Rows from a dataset

========

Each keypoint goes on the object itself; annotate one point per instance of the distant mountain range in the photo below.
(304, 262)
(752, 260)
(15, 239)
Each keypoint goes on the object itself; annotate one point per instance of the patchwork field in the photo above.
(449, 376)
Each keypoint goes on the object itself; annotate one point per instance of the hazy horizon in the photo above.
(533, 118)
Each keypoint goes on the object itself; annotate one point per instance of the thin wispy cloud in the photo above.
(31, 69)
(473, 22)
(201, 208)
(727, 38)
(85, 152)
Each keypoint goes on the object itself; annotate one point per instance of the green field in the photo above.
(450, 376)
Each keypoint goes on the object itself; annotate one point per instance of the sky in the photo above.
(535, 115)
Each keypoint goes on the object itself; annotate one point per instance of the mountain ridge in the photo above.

========

Your instructions
Reproduce the full listing above, character for character.

Complete response
Each keypoint goes on the object itself; annotate one point per instance of the distant mountain range in the photo below.
(304, 262)
(752, 260)
(15, 239)
Each keypoint goes on the object itself; annotate one point per instance of the patchwork field in the photo above.
(449, 376)
Each keypoint goes on the object itself; annotate one point per instance of the hazy horizon in the photo above.
(533, 118)
Each keypoint goes on the object itself; annotate one point per instance of the thin wispy cloud in the photo above.
(31, 69)
(473, 22)
(201, 208)
(727, 38)
(85, 152)
Each keypoint goes on the object itself; annotate one point per instance of the green field in the photo above.
(450, 376)
Each keypoint goes on the object itself; annotate one point per instance of the sky in the photo above.
(535, 115)
Each keypoint goes on the object itself; annotate one point per instance of the mountain ridge in the photo above.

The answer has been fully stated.